**Task prompt**
Please retype the material below word for word, from its first line through the line with "[137, 128, 182, 221]", including both of those lines, and leave the pictures out.

**Provided material**
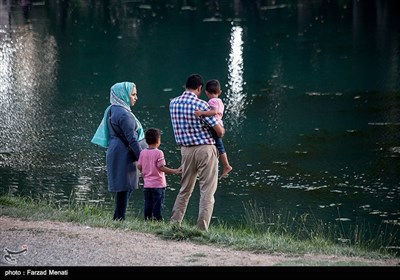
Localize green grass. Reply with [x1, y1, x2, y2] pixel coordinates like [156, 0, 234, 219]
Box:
[0, 195, 397, 265]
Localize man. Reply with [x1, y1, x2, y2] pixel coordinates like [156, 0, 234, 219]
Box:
[169, 74, 225, 231]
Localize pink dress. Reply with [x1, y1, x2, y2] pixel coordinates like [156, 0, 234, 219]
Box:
[138, 148, 167, 188]
[208, 98, 225, 126]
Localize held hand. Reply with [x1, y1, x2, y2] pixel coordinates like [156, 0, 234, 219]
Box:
[175, 167, 182, 174]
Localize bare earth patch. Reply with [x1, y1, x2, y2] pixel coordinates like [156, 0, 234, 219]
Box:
[0, 216, 400, 266]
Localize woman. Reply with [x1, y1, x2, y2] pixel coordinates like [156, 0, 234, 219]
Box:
[92, 82, 147, 220]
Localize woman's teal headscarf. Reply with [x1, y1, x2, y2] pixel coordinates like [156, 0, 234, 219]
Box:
[91, 82, 144, 148]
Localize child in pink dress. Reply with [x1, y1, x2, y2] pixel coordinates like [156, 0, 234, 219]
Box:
[195, 80, 232, 178]
[137, 128, 182, 221]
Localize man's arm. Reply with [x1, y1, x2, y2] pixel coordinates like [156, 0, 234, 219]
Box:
[213, 123, 225, 138]
[194, 107, 217, 117]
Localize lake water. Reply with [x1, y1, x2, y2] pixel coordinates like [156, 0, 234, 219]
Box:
[0, 0, 400, 249]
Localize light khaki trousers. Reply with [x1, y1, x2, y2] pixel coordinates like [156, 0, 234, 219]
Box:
[171, 145, 218, 231]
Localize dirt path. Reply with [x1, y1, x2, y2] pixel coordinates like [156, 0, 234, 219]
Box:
[0, 216, 400, 267]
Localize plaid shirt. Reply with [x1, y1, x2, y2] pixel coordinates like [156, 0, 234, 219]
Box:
[169, 91, 218, 146]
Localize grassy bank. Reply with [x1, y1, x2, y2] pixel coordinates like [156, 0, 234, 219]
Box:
[0, 195, 398, 260]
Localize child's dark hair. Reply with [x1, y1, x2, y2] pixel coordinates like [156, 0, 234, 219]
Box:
[144, 127, 161, 145]
[206, 79, 221, 94]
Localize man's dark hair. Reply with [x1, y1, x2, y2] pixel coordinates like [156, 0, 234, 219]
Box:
[144, 127, 161, 145]
[186, 74, 204, 89]
[206, 79, 221, 94]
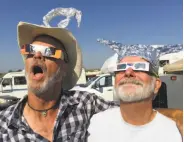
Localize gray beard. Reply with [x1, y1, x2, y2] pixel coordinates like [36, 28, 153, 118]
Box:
[115, 78, 156, 103]
[26, 68, 62, 97]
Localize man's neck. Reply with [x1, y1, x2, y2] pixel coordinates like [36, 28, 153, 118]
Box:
[120, 99, 156, 125]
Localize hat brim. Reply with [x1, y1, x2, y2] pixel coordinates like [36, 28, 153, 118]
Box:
[17, 22, 82, 90]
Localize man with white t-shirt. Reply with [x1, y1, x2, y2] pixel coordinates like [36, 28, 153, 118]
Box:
[88, 45, 182, 142]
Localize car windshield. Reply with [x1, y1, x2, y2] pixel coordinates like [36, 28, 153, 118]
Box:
[85, 76, 98, 86]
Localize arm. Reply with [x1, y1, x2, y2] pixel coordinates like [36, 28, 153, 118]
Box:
[157, 108, 183, 135]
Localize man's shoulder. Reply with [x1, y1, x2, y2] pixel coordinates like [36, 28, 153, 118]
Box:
[91, 106, 120, 121]
[157, 112, 176, 126]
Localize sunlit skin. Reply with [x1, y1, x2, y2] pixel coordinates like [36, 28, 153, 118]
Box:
[115, 56, 161, 94]
[115, 56, 161, 125]
[23, 36, 66, 141]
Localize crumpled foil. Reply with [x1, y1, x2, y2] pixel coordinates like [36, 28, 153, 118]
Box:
[97, 39, 183, 73]
[43, 8, 82, 28]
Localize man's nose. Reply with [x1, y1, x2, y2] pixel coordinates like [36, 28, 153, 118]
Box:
[33, 51, 44, 60]
[125, 67, 136, 77]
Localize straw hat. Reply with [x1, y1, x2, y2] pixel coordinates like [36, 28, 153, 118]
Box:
[17, 22, 82, 90]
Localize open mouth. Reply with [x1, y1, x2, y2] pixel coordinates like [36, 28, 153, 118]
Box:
[33, 66, 43, 75]
[32, 65, 44, 80]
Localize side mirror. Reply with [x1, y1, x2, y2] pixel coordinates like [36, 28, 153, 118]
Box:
[95, 81, 100, 88]
[2, 82, 10, 87]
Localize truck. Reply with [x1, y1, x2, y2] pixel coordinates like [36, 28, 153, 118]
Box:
[0, 71, 27, 98]
[72, 74, 183, 109]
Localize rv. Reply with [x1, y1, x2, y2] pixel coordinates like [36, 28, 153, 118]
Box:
[0, 71, 27, 98]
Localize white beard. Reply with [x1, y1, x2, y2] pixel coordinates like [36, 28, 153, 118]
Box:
[26, 68, 62, 97]
[115, 78, 156, 103]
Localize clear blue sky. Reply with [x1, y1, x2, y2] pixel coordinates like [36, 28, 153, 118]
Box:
[0, 0, 183, 72]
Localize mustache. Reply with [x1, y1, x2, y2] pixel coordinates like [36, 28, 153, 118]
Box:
[119, 79, 143, 86]
[29, 60, 46, 72]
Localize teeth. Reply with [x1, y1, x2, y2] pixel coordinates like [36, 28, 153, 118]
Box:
[33, 66, 43, 74]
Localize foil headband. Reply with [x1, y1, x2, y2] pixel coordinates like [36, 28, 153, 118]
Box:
[97, 39, 183, 73]
[43, 8, 82, 28]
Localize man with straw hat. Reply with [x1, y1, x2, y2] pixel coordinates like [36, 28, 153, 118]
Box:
[0, 8, 182, 142]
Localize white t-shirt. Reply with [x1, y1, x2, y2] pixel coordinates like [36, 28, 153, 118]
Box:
[88, 107, 182, 142]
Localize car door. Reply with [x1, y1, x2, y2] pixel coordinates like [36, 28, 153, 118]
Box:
[95, 75, 113, 101]
[1, 78, 13, 95]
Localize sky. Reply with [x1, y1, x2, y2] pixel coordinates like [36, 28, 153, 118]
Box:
[0, 0, 183, 72]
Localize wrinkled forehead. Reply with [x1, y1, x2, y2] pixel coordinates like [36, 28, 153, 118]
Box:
[31, 35, 64, 49]
[119, 56, 148, 63]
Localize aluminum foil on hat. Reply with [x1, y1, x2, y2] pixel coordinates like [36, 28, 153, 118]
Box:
[97, 39, 183, 74]
[43, 7, 82, 28]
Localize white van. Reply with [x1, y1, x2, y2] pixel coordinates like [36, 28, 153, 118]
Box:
[72, 74, 183, 109]
[0, 72, 27, 98]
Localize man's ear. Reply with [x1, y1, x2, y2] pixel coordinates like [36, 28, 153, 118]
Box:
[61, 62, 68, 77]
[154, 78, 162, 94]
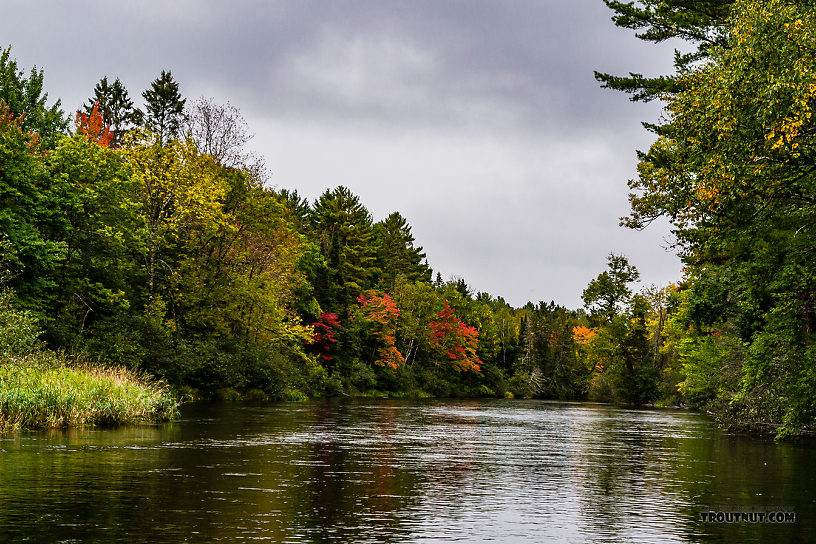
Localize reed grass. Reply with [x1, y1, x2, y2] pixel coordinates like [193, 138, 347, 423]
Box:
[0, 351, 178, 432]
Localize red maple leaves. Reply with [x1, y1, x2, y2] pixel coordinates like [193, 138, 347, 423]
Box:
[74, 102, 113, 147]
[430, 300, 482, 372]
[357, 291, 405, 368]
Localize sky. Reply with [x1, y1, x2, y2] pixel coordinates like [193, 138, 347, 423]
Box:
[0, 0, 681, 308]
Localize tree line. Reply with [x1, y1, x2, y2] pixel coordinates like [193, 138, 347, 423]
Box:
[0, 0, 816, 436]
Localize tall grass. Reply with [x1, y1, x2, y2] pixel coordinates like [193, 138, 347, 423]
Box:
[0, 351, 178, 432]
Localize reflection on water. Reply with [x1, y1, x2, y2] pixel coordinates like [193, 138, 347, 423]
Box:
[0, 401, 816, 543]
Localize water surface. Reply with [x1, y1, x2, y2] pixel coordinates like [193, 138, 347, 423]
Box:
[0, 400, 816, 544]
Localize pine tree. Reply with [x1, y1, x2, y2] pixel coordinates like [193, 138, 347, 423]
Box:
[142, 70, 186, 144]
[311, 187, 378, 313]
[0, 47, 68, 148]
[374, 212, 431, 291]
[85, 76, 143, 147]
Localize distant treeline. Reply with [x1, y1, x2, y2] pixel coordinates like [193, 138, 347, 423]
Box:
[0, 1, 816, 435]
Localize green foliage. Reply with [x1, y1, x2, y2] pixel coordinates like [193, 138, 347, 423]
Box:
[85, 76, 144, 148]
[374, 212, 431, 290]
[582, 253, 640, 321]
[604, 0, 816, 436]
[310, 187, 378, 315]
[0, 47, 68, 147]
[0, 289, 40, 361]
[142, 70, 186, 144]
[0, 100, 67, 317]
[595, 0, 734, 102]
[0, 352, 178, 431]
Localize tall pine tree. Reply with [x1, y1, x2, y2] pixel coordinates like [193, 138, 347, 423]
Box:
[85, 76, 143, 147]
[142, 70, 186, 144]
[595, 0, 734, 103]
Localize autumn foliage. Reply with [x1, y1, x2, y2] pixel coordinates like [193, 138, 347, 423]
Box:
[0, 100, 40, 152]
[430, 300, 482, 372]
[357, 291, 405, 368]
[310, 312, 340, 362]
[572, 325, 598, 346]
[74, 102, 113, 147]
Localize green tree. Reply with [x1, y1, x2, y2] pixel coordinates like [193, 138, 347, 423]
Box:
[311, 186, 378, 314]
[0, 100, 66, 319]
[595, 0, 734, 102]
[612, 0, 816, 434]
[0, 47, 68, 147]
[374, 212, 431, 290]
[85, 76, 143, 148]
[142, 70, 186, 144]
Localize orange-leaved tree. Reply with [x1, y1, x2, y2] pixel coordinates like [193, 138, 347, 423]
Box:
[429, 300, 482, 372]
[74, 102, 113, 147]
[356, 291, 405, 368]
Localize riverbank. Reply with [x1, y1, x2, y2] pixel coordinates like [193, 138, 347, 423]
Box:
[0, 351, 178, 432]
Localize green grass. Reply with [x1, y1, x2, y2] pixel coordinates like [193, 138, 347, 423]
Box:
[0, 351, 178, 432]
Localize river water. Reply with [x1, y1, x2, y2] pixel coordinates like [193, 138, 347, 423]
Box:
[0, 400, 816, 544]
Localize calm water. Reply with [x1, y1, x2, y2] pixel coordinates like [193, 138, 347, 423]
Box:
[0, 401, 816, 543]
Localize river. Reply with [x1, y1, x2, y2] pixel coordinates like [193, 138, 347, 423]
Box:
[0, 400, 816, 544]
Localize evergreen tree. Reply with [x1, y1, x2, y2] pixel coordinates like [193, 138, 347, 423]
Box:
[595, 0, 735, 103]
[142, 70, 186, 144]
[311, 187, 377, 313]
[85, 76, 143, 147]
[374, 212, 431, 291]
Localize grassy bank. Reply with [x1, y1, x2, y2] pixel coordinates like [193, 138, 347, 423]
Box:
[0, 352, 178, 432]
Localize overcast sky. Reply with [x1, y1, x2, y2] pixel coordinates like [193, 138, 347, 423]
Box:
[0, 0, 681, 308]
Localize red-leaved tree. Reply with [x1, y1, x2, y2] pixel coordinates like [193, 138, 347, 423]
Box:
[430, 300, 482, 372]
[74, 102, 113, 147]
[357, 291, 405, 368]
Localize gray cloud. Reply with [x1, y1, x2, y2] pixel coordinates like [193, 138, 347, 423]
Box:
[0, 0, 679, 307]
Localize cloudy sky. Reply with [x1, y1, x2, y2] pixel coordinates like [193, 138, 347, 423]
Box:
[0, 0, 680, 308]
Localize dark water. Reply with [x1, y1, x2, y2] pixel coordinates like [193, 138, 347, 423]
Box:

**Task answer**
Localize green grass. Reply with [x1, y1, x2, y2] pixel coordinates like [156, 0, 234, 219]
Box:
[0, 195, 397, 265]
Localize man. Reply with [x1, y1, x2, y2] pixel coordinates like [156, 0, 234, 219]
Box:
[169, 74, 225, 231]
Localize pink dress. Reply with [x1, y1, x2, y2] pixel coordinates like [156, 0, 234, 219]
Box:
[138, 148, 167, 188]
[208, 98, 225, 126]
Localize held hand. Reply with [x1, y1, x2, y2] pixel coordinates like [156, 0, 234, 219]
Box:
[175, 167, 182, 174]
Localize bare earth patch. Reply with [x1, y1, x2, y2] pixel coordinates like [156, 0, 234, 219]
Box:
[0, 216, 400, 266]
Localize woman. Reply with [x1, y1, x2, y2] pixel coordinates like [156, 0, 234, 219]
Box:
[92, 82, 147, 220]
Localize woman's teal headscarf. Reply with [x1, y1, x2, y2] pixel coordinates like [156, 0, 234, 219]
Box:
[91, 82, 144, 148]
Localize child in pink dress. Reply with [x1, y1, x2, y2] pixel coordinates like [156, 0, 234, 219]
Box:
[195, 80, 232, 178]
[137, 128, 182, 221]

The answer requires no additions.